→ TEXT SECTION
+++

Tag Archives: immunocompromised and Coronavirus

Speaking Up for the Immunocompromised

by Jennifer Crystal

I live in a high-rise apartment building with a common laundry room for hundreds of apartments. The long, narrow room is lined with ten washers and dryers, with barely enough space for one person to walk, much less two. My neighbors and I usually do an awkward dance, squeezing behind each other to get to the dryers, or letting someone push their laundry basket past before opening a front-loading washing machine that blocks the way. 

This system worked just fine until the COVID-19 pandemic. In such a tight space, it’s impossible to practice social distancing, so I’ve learned to do my laundry at low-traffic times. If someone else is in the room when I arrive, I wait in the hallway for them to finish before entering. Then, wearing a mask and gloves, I disinfect the machines and hope that no one else will show up before I finish. Sometimes, if another person arrives, they do what I do: give a little understanding wave, and wait at the entrance of the room until I can load my machines and leave. 

Yesterday, I was not so lucky. I was taking my clothing out of the dryer when two neighbors walked in: one masked, one unmasked. Though our building has a rule that residents must wear masks in common areas such as the lobby, the elevator, and the laundry room, many of my neighbors do not follow it. As an immunocompromised person, this makes me terribly nervous. 

I’ve already had COVID-19, but we don’t know enough about individual immunity yet for me to feel confident that I can’t get reinfected. Moreover, despite my overall recovery—I’m still dealing with a lingering cough—I can’t say with absolute certainty that I’m no longer contagious. For my own safety and the safety of others, I wear a mask and assiduously follow social distancing guidelines.

+++

→ Natural-language descriptions of regions
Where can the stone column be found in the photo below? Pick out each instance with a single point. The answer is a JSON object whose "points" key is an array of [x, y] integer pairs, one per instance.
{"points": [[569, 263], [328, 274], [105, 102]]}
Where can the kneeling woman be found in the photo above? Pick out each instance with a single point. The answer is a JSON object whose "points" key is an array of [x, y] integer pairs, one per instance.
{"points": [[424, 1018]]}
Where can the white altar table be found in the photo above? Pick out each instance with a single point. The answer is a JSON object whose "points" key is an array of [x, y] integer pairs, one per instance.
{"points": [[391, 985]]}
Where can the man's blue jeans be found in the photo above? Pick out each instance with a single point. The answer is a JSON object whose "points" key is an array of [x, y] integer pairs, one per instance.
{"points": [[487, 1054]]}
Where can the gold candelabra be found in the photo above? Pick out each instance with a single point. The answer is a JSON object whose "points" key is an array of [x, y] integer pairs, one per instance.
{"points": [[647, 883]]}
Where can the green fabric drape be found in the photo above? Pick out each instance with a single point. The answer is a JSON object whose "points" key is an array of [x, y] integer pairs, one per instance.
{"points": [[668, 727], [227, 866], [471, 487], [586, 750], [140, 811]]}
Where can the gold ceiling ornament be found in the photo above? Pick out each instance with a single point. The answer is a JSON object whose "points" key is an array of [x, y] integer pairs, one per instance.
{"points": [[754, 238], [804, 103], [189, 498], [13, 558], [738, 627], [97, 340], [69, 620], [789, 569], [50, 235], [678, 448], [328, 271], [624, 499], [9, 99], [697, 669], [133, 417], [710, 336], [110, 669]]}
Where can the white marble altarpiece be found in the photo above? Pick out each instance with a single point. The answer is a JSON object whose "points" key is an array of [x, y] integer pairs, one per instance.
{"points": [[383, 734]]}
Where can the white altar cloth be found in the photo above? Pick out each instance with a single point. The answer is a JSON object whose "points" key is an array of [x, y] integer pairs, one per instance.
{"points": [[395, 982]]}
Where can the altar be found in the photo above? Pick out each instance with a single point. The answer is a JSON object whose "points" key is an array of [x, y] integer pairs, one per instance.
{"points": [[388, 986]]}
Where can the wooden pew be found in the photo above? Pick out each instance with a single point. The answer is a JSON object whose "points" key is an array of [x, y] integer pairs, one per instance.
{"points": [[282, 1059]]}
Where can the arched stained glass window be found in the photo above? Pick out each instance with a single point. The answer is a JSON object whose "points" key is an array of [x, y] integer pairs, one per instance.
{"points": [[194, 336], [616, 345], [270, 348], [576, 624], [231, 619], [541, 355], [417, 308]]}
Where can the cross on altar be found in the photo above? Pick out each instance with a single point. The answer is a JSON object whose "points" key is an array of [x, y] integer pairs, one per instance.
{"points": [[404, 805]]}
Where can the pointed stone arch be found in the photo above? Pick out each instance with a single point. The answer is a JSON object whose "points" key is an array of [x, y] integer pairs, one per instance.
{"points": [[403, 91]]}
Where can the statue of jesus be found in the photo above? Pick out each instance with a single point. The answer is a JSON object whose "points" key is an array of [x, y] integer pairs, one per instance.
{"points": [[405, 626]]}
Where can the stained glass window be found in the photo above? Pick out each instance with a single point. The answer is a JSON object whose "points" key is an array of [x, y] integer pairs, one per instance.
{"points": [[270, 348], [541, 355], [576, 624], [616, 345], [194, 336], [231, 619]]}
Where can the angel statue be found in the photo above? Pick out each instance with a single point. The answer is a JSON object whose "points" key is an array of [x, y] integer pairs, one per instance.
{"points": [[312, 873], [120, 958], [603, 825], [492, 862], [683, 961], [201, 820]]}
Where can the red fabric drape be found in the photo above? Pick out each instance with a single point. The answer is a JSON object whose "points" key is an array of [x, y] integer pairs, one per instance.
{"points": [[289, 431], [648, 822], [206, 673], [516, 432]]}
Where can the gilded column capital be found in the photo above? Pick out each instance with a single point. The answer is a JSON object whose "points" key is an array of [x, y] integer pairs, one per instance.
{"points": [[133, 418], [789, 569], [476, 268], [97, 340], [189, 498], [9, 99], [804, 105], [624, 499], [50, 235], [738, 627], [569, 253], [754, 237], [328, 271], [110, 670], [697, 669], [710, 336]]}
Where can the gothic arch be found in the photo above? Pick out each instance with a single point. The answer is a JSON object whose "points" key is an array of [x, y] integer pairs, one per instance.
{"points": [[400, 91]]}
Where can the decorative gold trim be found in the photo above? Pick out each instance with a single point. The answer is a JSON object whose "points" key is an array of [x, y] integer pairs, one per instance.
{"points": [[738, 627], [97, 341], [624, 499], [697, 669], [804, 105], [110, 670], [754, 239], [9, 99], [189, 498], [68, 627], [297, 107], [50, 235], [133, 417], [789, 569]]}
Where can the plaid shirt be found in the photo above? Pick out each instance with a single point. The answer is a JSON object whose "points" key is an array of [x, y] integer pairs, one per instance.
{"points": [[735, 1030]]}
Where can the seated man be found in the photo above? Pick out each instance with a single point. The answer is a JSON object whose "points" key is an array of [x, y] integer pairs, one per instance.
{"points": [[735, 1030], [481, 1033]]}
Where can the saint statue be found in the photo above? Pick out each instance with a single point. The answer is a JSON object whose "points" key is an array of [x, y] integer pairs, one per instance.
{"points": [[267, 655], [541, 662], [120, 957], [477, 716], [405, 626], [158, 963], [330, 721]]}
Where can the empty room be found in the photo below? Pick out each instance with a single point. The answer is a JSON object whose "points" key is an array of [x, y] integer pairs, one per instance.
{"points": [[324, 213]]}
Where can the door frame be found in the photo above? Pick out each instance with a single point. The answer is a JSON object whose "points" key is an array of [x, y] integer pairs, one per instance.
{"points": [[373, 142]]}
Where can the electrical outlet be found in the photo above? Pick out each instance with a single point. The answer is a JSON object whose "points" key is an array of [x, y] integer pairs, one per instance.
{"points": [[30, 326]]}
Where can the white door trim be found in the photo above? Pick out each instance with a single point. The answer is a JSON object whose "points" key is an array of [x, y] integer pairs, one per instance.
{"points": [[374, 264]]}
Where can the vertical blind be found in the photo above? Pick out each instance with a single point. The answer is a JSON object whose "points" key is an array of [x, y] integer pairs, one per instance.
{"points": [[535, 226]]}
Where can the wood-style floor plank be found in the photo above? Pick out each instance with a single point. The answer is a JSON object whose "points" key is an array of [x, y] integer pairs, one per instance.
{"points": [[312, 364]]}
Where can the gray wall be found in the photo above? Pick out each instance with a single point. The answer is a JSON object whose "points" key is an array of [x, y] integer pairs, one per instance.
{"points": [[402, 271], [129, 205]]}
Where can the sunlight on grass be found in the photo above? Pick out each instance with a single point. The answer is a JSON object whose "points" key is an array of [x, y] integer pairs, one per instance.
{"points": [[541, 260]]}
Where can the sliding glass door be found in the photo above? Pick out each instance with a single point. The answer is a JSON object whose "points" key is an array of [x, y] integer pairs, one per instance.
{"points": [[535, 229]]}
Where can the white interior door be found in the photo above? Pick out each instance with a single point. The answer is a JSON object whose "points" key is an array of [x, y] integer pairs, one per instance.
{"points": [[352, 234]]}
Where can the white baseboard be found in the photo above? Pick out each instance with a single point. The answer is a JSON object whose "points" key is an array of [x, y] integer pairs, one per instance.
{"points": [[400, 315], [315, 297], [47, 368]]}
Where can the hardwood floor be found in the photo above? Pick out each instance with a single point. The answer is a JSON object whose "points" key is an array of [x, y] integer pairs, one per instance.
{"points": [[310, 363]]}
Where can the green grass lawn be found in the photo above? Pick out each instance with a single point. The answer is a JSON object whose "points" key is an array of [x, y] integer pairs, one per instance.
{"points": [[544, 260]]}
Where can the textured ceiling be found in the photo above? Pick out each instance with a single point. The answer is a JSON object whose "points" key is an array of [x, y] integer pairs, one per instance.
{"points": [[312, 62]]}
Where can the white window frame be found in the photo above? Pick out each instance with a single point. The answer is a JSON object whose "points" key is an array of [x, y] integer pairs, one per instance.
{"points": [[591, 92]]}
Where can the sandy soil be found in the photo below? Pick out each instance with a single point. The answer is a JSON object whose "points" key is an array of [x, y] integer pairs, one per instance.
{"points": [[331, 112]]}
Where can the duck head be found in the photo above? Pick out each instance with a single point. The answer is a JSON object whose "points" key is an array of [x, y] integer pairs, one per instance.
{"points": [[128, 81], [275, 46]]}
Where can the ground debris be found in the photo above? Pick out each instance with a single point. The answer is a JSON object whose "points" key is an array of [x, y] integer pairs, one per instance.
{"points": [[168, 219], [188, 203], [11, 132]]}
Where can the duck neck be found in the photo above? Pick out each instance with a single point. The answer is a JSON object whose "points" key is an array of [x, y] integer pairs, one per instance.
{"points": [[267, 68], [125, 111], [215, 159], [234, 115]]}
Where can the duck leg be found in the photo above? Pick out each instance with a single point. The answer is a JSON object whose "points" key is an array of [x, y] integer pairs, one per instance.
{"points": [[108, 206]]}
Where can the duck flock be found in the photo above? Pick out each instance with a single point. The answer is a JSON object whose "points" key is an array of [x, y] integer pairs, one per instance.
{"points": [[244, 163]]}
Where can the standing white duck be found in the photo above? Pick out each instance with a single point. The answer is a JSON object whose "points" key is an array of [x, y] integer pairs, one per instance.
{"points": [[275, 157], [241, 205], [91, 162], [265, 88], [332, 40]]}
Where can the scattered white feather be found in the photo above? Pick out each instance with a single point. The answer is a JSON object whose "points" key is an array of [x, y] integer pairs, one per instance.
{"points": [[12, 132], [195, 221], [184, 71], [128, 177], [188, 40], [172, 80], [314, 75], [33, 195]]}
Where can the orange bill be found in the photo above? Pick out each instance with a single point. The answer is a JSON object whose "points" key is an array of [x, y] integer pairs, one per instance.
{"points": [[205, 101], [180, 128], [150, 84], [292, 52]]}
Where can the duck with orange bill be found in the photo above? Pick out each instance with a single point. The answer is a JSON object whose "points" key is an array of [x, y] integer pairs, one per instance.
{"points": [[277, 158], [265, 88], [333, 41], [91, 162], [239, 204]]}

+++

→ WORK TO COMPLETE
a – In the essay on speaking up for the immunocompromised, change "hallway" to "corridor" and give back the stretch from "This system worked" through "machines and leave.".
b – Write the next part of the essay on speaking up for the immunocompromised, starting right after its final sentence.
The material stands apart from the essay and is unrelated to it.

→ OUTPUTS BY TASK
a –
This system worked just fine until the COVID-19 pandemic. In such a tight space, it’s impossible to practice social distancing, so I’ve learned to do my laundry at low-traffic times. If someone else is in the room when I arrive, I wait in the corridor for them to finish before entering. Then, wearing a mask and gloves, I disinfect the machines and hope that no one else will show up before I finish. Sometimes, if another person arrives, they do what I do: give a little understanding wave, and wait at the entrance of the room until I can load my machines and leave.

b –
I hope my neighbors will do the same, but as I learned in the laundry room, I can’t count on that. As the masked and unmasked people neared me with their laundry baskets, I politely asked, Would you mind waiting just one minute while I finish taking my laundry out, so we can stay six feet away from each other?” The masked neighbor looked a little taken aback. She didn’t wait, but she at least decided to load her clothes in a machine that was further away from mine. The unmasked neighbor pushed right past the masked neighbor, close enough to breathe on her, and started loading the dryer next to mine. I stopped what I was doing and backed away, but the only place to do so, without standing right next to the other neighbor, was the corner of the room. Still, I was only a foot or two away from each neighbor. I waited there, cornered until both neighbors finished and left. 

When people don’t wear masks but keep their distance from others, their choice is personal. But when they don’t take this simple gesture and get too close to others, their choice infringes on another’s personal safety. Now that businesses are opening again, immunocompromised people would like to join the outside world, too, but they worry about how they can safely do so. They can take all the proper precautions: wearing a mask, keeping their distance, and washing their hands, but they can’t control what other people do. And if they live in a crowded area, or have to negotiate tight spaces like elevators, the prospect that others aren’t taking the necessary precautions keeps patients locked at home out of fear.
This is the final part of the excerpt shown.